Collected data entries:
▶
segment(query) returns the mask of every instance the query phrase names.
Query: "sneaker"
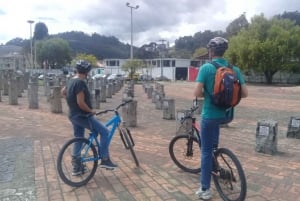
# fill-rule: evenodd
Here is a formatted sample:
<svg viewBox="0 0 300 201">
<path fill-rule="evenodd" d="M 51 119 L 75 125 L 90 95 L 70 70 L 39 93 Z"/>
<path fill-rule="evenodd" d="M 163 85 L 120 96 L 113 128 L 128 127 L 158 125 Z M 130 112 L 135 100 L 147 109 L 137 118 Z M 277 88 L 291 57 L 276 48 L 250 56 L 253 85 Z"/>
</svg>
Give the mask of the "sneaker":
◀
▶
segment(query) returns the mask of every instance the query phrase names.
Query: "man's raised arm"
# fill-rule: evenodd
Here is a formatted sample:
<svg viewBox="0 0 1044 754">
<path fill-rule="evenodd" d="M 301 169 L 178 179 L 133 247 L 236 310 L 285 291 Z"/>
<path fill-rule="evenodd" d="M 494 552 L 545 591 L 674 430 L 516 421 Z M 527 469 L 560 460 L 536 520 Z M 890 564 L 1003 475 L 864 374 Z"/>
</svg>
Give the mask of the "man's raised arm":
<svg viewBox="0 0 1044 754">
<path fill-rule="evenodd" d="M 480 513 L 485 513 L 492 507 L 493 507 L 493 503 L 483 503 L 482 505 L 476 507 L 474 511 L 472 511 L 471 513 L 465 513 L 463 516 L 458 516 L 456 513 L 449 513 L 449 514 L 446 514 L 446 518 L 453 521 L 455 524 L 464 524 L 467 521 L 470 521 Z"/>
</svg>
◀
Filter the data above, keeping every line that contains the string "sneaker". Treat case as significant.

Query: "sneaker"
Give the mask of the "sneaker":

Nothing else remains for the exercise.